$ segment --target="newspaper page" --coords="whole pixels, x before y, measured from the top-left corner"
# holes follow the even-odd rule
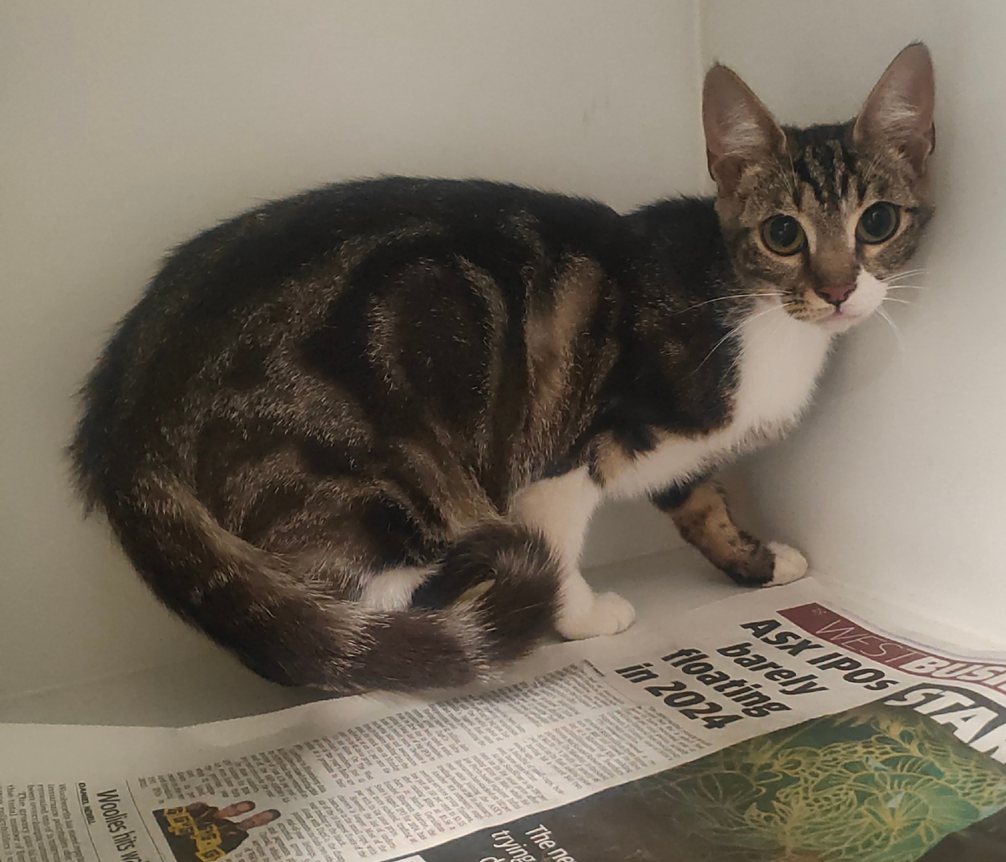
[[[72,773],[2,775],[0,858],[1002,860],[1006,657],[891,628],[794,584],[488,691],[123,731],[116,774],[74,728]]]

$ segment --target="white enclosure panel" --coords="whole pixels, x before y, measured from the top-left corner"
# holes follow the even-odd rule
[[[210,649],[81,522],[61,456],[71,394],[166,248],[377,173],[623,208],[692,190],[696,23],[688,0],[0,4],[0,697]],[[596,561],[676,541],[641,511],[601,517]]]
[[[1006,3],[712,0],[703,57],[779,118],[855,114],[908,41],[937,69],[938,213],[918,266],[841,344],[809,420],[757,459],[756,497],[820,576],[1003,636]]]

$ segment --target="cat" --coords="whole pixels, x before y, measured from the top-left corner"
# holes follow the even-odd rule
[[[860,114],[784,128],[723,65],[709,198],[619,214],[386,177],[260,206],[171,253],[107,345],[69,452],[156,595],[262,676],[459,686],[632,606],[577,567],[648,496],[741,584],[801,577],[718,466],[804,411],[933,213],[934,76],[902,50]]]

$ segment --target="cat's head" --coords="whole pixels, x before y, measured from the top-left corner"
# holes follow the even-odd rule
[[[746,293],[843,330],[883,301],[933,214],[934,81],[902,50],[848,123],[781,127],[730,69],[705,78],[702,120],[716,211]]]

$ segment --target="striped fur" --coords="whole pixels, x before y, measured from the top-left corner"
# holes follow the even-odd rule
[[[71,447],[161,600],[270,679],[355,692],[465,684],[553,625],[628,625],[576,570],[606,493],[653,494],[745,581],[780,582],[781,560],[798,576],[795,551],[692,489],[792,424],[844,328],[821,284],[903,266],[931,204],[918,151],[869,102],[784,130],[730,75],[707,84],[715,199],[620,215],[385,178],[269,203],[171,254],[93,372]],[[730,116],[744,128],[717,137]],[[849,224],[876,199],[902,207],[899,232],[858,248]],[[760,244],[777,212],[806,222],[798,258]],[[767,312],[810,367],[745,331]]]

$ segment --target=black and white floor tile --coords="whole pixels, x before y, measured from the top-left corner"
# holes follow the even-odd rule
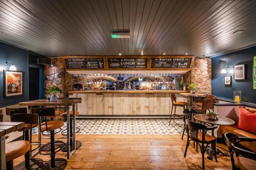
[[[167,119],[77,119],[78,134],[102,135],[177,135],[183,129],[182,120]],[[67,129],[67,122],[62,130]],[[37,128],[33,133],[37,133]],[[60,133],[59,133],[60,134]]]

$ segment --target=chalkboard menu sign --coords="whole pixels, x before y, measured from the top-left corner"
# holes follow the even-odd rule
[[[191,58],[152,58],[151,68],[189,68]]]
[[[104,69],[103,58],[65,58],[67,69]]]
[[[147,58],[109,58],[108,62],[109,68],[147,68]]]

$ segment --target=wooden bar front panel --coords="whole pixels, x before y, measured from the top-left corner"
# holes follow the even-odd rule
[[[176,95],[177,101],[186,101]],[[69,96],[82,98],[78,109],[81,115],[169,115],[172,109],[170,93],[76,93]],[[182,110],[177,107],[177,114],[182,114]]]

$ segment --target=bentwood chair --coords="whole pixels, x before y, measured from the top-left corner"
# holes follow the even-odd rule
[[[181,139],[183,140],[184,133],[185,131],[186,130],[187,125],[186,124],[186,119],[188,118],[192,118],[194,115],[196,114],[201,114],[201,113],[197,112],[194,109],[189,110],[188,109],[185,109],[183,110],[183,131],[182,132],[182,136],[181,136]]]
[[[213,98],[205,99],[203,101],[203,104],[202,106],[197,106],[194,108],[194,109],[197,111],[201,112],[202,113],[206,113],[206,111],[208,110],[209,112],[210,110],[214,110],[214,105],[215,103],[215,100]]]
[[[212,127],[207,127],[204,125],[191,121],[191,119],[186,119],[186,124],[187,125],[186,127],[187,140],[184,157],[186,157],[187,148],[189,145],[189,142],[190,141],[194,141],[197,144],[197,152],[198,151],[198,145],[199,145],[202,154],[202,169],[204,169],[204,153],[206,151],[207,148],[209,147],[210,144],[212,145],[215,156],[215,160],[216,162],[217,162],[217,157],[216,155],[216,138],[207,134],[207,131],[212,131],[216,129],[217,127],[215,126]],[[205,144],[206,145],[204,145]]]
[[[30,143],[30,150],[25,154],[25,161],[15,166],[15,168],[16,169],[38,169],[42,164],[42,160],[39,158],[32,158],[30,156],[32,155],[32,153],[38,149],[41,145],[40,142],[32,141],[32,128],[38,125],[38,115],[27,113],[13,114],[11,116],[11,122],[25,123],[25,139]],[[33,145],[37,145],[37,147],[32,149],[32,146]]]
[[[169,123],[169,126],[170,125],[170,120],[172,119],[172,116],[173,115],[173,110],[174,106],[174,122],[175,121],[175,115],[176,115],[176,107],[182,107],[183,110],[185,109],[185,107],[187,108],[187,106],[189,105],[187,102],[177,102],[176,95],[175,93],[170,94],[170,98],[172,99],[172,110],[170,111],[170,122]]]
[[[232,133],[226,133],[224,135],[226,144],[230,153],[232,169],[256,169],[256,153],[241,148],[240,142],[256,141],[256,139],[238,137]],[[234,157],[234,154],[236,156]]]
[[[47,116],[54,116],[55,114],[55,108],[33,108],[31,110],[33,113],[38,114],[39,115],[39,128],[41,133],[44,131],[50,132],[50,153],[46,153],[44,150],[44,148],[47,147],[48,144],[44,145],[40,147],[39,153],[41,155],[50,155],[51,160],[45,162],[42,165],[42,169],[51,168],[57,169],[63,169],[67,166],[67,160],[63,158],[55,158],[55,154],[57,152],[61,151],[65,147],[65,143],[62,141],[55,140],[54,131],[60,128],[64,125],[64,122],[62,120],[54,120],[47,121]],[[44,117],[45,122],[41,123],[41,117]]]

▶ WHAT YOU HAVE TO DO
Reproduce every line of the listing above verbatim, omitting the pictures.

▶ REPLY TO THE TASK
$ segment --target="newspaper page" --coords="whole pixels, x before y, measured from the top-left corner"
# holes follow the even-odd rule
[[[72,773],[2,775],[0,858],[1002,860],[1006,657],[891,628],[794,584],[488,691],[123,731],[116,774],[74,728]]]

$ segment --target="white enclosure panel" --coords="whole pixels, x before y, measured from the top-left corner"
# holes follow the even-odd rule
[[[210,649],[81,522],[61,456],[71,394],[166,248],[377,173],[623,208],[692,190],[696,23],[688,0],[0,4],[0,697]],[[596,561],[676,541],[641,511],[601,517]]]
[[[1006,3],[712,0],[703,57],[779,118],[855,114],[908,41],[937,69],[938,213],[918,266],[841,344],[809,420],[757,459],[756,497],[820,576],[1003,636]]]

$ segment --target="cat" --coords="whole pixels, x before y, measured from the top-left corner"
# holes follow the even-odd rule
[[[860,114],[784,128],[723,65],[709,198],[619,214],[386,177],[260,206],[171,253],[107,345],[69,452],[156,595],[262,676],[459,686],[632,606],[577,567],[648,496],[741,584],[801,577],[718,466],[804,411],[933,213],[934,76],[902,50]]]

$ segment --target="cat's head" --coords="whole pixels, x before y, measured from the top-left corner"
# holes follow the even-odd rule
[[[746,293],[843,330],[883,301],[933,214],[934,81],[902,50],[848,123],[781,127],[730,69],[705,78],[702,120],[716,211]]]

$ segment --target="striped fur" --coords="whole pixels, x before y, measured from the top-left corner"
# holes follow the even-odd rule
[[[71,447],[161,600],[270,679],[355,692],[465,684],[553,625],[628,625],[576,570],[606,493],[653,494],[745,581],[780,582],[781,560],[798,576],[795,551],[692,489],[792,424],[844,328],[821,284],[903,266],[931,204],[918,151],[869,102],[784,130],[730,75],[707,84],[715,199],[620,215],[385,178],[269,203],[171,254],[93,372]],[[730,116],[744,128],[717,137]],[[849,224],[876,199],[902,207],[899,232],[858,248]],[[760,244],[777,212],[806,222],[798,258]],[[767,312],[810,367],[745,331]]]

$ segment --target=black and white floor tile --coords="whole pixels, x before y, measured from the top-left corner"
# holes follow the even-odd rule
[[[167,119],[77,119],[78,134],[102,135],[177,135],[183,129],[182,120]],[[67,129],[67,122],[62,130]],[[37,128],[33,133],[37,133]],[[60,133],[59,133],[60,134]]]

$ segment --target=chalkboard menu sign --coords="whole pixels, x before y, measured from the top-left corner"
# holes follow the even-odd rule
[[[191,58],[152,58],[151,68],[189,68]]]
[[[104,69],[103,58],[65,58],[67,69]]]
[[[147,58],[109,58],[108,62],[109,68],[147,68]]]

$ segment --target=wooden bar front panel --coords="whole pixels, x before y, measured from the top-left corner"
# holes follow the even-odd rule
[[[176,95],[177,101],[186,101]],[[69,96],[82,98],[78,109],[81,115],[169,115],[172,109],[170,93],[76,93]],[[182,110],[177,107],[177,114],[182,114]]]

$ segment --target=bentwood chair --coords="whole pixels, x before y, measured from the top-left corner"
# holes follow the even-odd rule
[[[181,139],[183,140],[184,133],[185,131],[186,130],[187,125],[186,124],[186,119],[188,118],[192,118],[194,115],[196,114],[201,114],[201,113],[197,112],[194,109],[189,110],[188,109],[185,109],[183,110],[183,131],[182,132],[182,136],[181,136]]]
[[[213,98],[205,99],[203,101],[203,104],[202,106],[197,106],[194,108],[194,109],[197,111],[201,112],[202,113],[206,113],[206,111],[208,110],[209,112],[210,110],[214,110],[214,105],[215,103],[215,100]]]
[[[212,127],[207,127],[204,125],[191,121],[191,119],[186,119],[186,124],[187,125],[186,127],[187,140],[184,157],[186,157],[187,148],[189,145],[189,142],[190,141],[194,141],[197,144],[197,152],[198,151],[198,145],[199,145],[202,154],[202,169],[204,169],[204,153],[206,151],[207,148],[209,147],[210,144],[212,145],[215,156],[215,160],[216,162],[217,162],[217,157],[216,155],[216,138],[207,134],[207,131],[212,131],[216,129],[217,127],[215,126]],[[205,144],[206,145],[204,145]]]
[[[30,143],[30,150],[25,154],[25,161],[15,166],[15,168],[16,169],[38,169],[42,164],[42,160],[39,158],[32,158],[30,156],[32,155],[32,153],[38,149],[41,145],[40,142],[32,141],[32,128],[38,125],[38,115],[27,113],[13,114],[11,116],[11,122],[25,123],[25,139]],[[33,145],[37,145],[37,147],[32,149],[32,146]]]
[[[169,123],[169,126],[170,125],[170,120],[172,119],[172,116],[173,115],[173,110],[174,106],[174,122],[175,121],[175,115],[176,115],[176,107],[182,107],[183,110],[185,109],[185,107],[187,108],[187,106],[189,105],[187,102],[177,102],[176,95],[175,93],[170,94],[170,98],[172,99],[172,110],[170,111],[170,122]]]
[[[232,133],[226,133],[224,135],[226,144],[230,153],[232,169],[256,169],[256,153],[241,148],[240,142],[256,141],[256,139],[238,137]],[[234,157],[234,154],[236,156]]]
[[[47,116],[54,116],[55,114],[55,108],[33,108],[31,110],[33,113],[38,114],[39,115],[39,128],[41,133],[44,131],[50,132],[50,153],[46,153],[44,150],[44,148],[47,147],[48,144],[44,145],[40,147],[39,153],[41,155],[50,155],[51,160],[45,162],[42,165],[42,169],[51,168],[57,169],[63,169],[67,166],[67,160],[63,158],[55,158],[55,154],[57,152],[61,151],[65,147],[65,143],[62,141],[55,140],[54,131],[60,128],[64,125],[64,122],[62,120],[54,120],[47,121]],[[44,117],[45,122],[41,123],[41,117]]]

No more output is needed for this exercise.